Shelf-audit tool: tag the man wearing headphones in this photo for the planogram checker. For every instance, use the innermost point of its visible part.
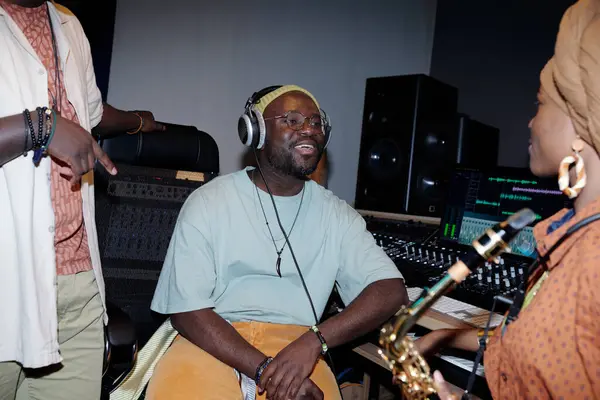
(253, 260)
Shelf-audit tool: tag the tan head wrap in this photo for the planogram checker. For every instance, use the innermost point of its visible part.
(572, 77)
(269, 97)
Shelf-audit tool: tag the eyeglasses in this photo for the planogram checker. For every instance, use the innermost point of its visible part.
(295, 120)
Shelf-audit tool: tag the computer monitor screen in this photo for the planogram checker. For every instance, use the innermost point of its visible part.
(478, 199)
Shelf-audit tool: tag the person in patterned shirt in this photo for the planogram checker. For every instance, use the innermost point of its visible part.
(552, 351)
(52, 296)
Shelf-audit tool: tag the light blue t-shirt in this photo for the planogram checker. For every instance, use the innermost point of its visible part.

▶ YOUR INSTRUCTIONS
The required output is every line from the one with "Shelf-audit tool: tag the eyeglasses" to the final line of the entries, repeated exactly and with nothing else.

▶ PROBLEM SOLUTION
Shelf-audit tool: tag the eyeglasses in this photo for the planogram checker. For every instance, use the innermost point of its visible part.
(295, 120)
Shelf-audit tool: tag the computer monitor screen in this photo for the planogram checker. For every instance, use the innermost point of its visible part.
(478, 199)
Shelf-audit tool: tag the person in patterned shirt in this photo for the planogram checker. For every instance, use the innermost point of its visible part.
(552, 351)
(52, 296)
Shelf-audit tool: tag the light blue t-shirt in this photo for the planogram checker. For every instance, use the innermost point of its visible part.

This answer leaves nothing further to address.